*Problem to work on*.
From the first line to the last, print the records exactly.

*Provided data*.
★ ★ ★ ★

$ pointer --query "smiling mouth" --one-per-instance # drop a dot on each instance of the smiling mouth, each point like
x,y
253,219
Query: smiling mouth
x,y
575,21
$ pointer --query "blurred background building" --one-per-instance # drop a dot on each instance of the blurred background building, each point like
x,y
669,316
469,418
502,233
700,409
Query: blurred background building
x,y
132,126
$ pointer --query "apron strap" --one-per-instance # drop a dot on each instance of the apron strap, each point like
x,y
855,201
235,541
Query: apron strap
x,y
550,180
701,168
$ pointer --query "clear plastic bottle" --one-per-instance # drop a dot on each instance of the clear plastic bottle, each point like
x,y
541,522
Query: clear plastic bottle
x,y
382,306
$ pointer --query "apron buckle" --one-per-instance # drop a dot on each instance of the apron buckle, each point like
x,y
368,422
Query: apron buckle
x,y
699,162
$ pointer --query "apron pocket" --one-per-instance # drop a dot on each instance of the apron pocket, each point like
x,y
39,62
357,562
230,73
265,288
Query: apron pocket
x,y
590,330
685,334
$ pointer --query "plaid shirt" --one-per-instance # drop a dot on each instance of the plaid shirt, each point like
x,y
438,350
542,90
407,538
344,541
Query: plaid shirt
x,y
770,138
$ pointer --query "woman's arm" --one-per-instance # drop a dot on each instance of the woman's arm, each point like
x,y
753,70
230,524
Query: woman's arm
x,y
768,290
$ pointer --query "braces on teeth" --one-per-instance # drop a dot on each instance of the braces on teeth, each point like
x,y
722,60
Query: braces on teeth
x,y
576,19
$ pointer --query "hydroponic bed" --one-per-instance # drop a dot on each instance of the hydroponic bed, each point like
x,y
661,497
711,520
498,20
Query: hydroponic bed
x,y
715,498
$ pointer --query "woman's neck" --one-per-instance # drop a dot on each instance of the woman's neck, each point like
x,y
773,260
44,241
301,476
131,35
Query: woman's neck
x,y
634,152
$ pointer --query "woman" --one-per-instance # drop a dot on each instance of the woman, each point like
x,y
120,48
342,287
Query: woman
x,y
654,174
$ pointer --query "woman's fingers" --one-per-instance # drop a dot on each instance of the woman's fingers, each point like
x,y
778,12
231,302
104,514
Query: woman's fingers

★ ★ ★ ★

*Output for this exercise*.
$ pointer --query "smiling mouth" --one-per-instance # drop a dot on each instance of the smiling mouth, each point like
x,y
253,219
Query: smiling mouth
x,y
575,21
$ pointer --query "blurred background building" --one-per-instance # drop a dot on each instance of the blurred background building, each point like
x,y
669,316
469,418
502,233
700,409
Query: blurred background building
x,y
132,126
$ pointer --query "apron strap" --one-per-instance # drop a dot on each instance of the apron strap, each point like
x,y
855,201
235,541
Query: apron strap
x,y
550,180
701,168
$ pointer --query "clear plastic bottle" --one-per-instance # drop a dot on each instance of the clear plastic bottle, each point like
x,y
541,522
Query: clear plastic bottle
x,y
382,306
$ pointer --query "apron buckle" --one-per-instance # drop a dot on each instance of the apron buckle, each point like
x,y
368,422
Query: apron buckle
x,y
699,162
$ pointer --query "apron pocket" --one-per-instance # drop a dot on each instance of the apron pocket, each point like
x,y
39,62
357,562
230,73
265,288
Query: apron pocket
x,y
590,330
685,334
$ pointer --query "plaid shirt" --one-per-instance # drop a dot on each instance of the plaid shirt, each point like
x,y
438,350
542,90
407,538
344,541
Query: plaid shirt
x,y
770,138
$ pointer --query "woman's arm" --one-per-instance # drop a dot on each instance of the woman's arm, each point like
x,y
753,70
230,524
Query: woman's arm
x,y
768,290
$ pointer --query "braces on teeth" --one-per-instance # drop a dot on each instance of the braces on teeth, each point like
x,y
722,60
Query: braces on teeth
x,y
576,19
$ pointer --query "hydroponic bed" --one-per-instance # drop a dot on each instance of the hydroponic bed, each point like
x,y
661,497
711,520
498,20
Query: hydroponic bed
x,y
715,498
$ pointer --query "woman's neck" --one-per-instance # drop a dot on each instance of the woman's neck, each point like
x,y
773,260
44,241
301,476
131,35
Query: woman's neck
x,y
634,152
$ pointer --query "woman" --one-per-instance # drop a dot on each instance of the woman, each point like
x,y
120,48
342,287
Query: woman
x,y
654,174
$ pointer --query "woman's fingers" --one-per-instance # drop a dot on each instance of the woman's fingers, each point like
x,y
778,12
231,302
104,514
Query: woman's fingers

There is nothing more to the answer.